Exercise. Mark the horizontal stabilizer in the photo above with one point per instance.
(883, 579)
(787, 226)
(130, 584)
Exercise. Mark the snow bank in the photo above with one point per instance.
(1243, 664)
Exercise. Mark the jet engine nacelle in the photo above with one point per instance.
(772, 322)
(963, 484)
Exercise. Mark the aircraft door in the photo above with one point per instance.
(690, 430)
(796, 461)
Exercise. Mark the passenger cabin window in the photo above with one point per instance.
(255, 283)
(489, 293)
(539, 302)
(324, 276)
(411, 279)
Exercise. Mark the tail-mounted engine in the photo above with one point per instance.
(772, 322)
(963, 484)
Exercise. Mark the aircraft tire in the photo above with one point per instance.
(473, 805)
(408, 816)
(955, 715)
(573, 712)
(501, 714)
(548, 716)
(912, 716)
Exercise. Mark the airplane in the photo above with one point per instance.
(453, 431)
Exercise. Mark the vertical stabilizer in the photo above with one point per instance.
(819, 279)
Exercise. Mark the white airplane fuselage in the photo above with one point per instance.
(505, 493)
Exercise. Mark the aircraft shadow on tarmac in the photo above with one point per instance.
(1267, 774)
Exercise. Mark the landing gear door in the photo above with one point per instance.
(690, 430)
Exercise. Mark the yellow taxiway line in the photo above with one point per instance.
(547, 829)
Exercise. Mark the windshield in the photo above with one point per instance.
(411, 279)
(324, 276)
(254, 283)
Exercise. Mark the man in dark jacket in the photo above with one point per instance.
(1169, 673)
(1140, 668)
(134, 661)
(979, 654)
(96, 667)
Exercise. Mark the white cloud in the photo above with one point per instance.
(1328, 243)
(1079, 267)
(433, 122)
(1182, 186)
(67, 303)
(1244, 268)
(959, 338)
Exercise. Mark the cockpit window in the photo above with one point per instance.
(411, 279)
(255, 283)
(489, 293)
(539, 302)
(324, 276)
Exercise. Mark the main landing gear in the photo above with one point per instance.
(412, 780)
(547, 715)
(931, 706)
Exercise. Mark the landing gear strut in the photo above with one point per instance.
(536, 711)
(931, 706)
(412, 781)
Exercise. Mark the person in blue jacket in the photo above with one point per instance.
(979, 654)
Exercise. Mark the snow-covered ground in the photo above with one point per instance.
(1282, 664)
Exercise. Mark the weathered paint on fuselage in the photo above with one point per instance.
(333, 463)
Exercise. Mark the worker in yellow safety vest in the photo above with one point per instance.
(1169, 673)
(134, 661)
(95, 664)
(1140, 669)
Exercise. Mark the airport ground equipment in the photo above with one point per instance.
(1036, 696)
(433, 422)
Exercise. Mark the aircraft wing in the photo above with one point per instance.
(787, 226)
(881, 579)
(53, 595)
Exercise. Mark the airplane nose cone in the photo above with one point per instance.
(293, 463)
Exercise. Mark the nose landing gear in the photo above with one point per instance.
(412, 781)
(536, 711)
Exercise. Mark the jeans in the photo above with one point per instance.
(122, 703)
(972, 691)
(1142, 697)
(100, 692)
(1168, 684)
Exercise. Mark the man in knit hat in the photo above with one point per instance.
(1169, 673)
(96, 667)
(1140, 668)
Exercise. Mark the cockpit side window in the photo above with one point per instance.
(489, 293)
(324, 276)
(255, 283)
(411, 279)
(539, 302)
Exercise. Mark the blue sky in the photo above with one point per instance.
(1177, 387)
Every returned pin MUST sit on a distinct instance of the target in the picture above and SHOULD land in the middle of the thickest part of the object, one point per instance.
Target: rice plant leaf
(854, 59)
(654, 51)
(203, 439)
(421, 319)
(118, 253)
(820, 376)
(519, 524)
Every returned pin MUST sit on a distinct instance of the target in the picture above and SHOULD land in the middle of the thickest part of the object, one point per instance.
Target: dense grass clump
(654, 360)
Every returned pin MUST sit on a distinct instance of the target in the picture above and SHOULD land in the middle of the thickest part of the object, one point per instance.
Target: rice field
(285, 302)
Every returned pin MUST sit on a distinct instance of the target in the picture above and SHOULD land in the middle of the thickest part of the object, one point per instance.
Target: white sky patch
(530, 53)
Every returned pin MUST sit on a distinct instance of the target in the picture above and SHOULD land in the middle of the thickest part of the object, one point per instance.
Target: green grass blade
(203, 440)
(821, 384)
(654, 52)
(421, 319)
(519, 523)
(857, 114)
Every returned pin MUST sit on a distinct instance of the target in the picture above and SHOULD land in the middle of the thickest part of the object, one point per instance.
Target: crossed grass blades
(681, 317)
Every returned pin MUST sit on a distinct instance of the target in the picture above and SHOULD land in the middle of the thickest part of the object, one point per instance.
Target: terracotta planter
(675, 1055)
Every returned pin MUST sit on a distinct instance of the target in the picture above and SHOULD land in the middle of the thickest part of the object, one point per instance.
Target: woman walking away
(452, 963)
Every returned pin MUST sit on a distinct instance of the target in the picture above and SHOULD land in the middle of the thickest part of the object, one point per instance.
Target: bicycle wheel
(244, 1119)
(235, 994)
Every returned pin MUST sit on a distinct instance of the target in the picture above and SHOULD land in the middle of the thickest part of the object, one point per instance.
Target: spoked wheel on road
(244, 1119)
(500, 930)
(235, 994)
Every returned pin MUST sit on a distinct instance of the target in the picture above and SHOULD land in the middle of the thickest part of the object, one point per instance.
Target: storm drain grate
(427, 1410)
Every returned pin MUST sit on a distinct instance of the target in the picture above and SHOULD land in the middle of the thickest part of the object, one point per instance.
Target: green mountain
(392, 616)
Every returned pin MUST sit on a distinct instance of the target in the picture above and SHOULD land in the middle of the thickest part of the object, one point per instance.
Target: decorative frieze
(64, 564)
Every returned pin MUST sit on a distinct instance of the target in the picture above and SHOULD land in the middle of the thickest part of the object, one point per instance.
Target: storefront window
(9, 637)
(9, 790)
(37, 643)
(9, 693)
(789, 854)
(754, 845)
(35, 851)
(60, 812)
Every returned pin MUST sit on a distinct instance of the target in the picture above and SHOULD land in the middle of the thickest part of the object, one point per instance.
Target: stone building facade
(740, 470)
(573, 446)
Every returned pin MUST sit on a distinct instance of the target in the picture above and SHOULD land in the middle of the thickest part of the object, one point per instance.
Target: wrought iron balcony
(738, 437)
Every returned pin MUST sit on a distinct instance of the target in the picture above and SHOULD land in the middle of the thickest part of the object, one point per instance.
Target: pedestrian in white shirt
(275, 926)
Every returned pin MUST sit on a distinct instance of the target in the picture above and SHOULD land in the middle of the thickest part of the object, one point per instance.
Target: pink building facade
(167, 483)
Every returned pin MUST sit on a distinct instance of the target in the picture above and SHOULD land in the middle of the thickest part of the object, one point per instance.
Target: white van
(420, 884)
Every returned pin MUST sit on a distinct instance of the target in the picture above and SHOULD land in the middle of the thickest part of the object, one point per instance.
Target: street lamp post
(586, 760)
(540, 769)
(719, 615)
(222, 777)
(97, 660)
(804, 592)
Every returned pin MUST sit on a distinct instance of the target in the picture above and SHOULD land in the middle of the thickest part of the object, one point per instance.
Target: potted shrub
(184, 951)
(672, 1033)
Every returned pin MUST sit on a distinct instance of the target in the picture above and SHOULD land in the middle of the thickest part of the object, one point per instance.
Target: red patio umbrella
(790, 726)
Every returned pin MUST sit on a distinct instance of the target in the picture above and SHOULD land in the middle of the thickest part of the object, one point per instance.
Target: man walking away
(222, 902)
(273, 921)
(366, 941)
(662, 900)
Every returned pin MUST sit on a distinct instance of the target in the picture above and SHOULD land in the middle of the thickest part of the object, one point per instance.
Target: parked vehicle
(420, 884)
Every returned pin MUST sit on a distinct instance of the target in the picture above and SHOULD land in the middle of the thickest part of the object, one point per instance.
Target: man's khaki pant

== == ==

■ **Set task**
Give the records above as a numbered list, starting at the line that contains "Exercise. Mark the aircraft tire" and ending at the line that contains "(1267, 774)", with both of those lines included and blank lines left out.

■ **Response below**
1. Exercise. Mark the aircraft tire in the photo above with one point per instance.
2. (473, 805)
3. (408, 816)
4. (955, 715)
5. (573, 712)
6. (501, 714)
7. (548, 716)
8. (912, 716)
9. Exercise. Mark the airplane in the photo above with one point per instance.
10. (453, 431)
11. Exercise. Mark the vertical stabilizer in the photo above with one point per instance.
12. (819, 279)
13. Exercise. Mark the white airplane fuselage in the photo above with one point per instance.
14. (505, 493)
15. Exercise. Mark the aircraft shadow on tarmac in the photo above with one point per instance.
16. (1267, 774)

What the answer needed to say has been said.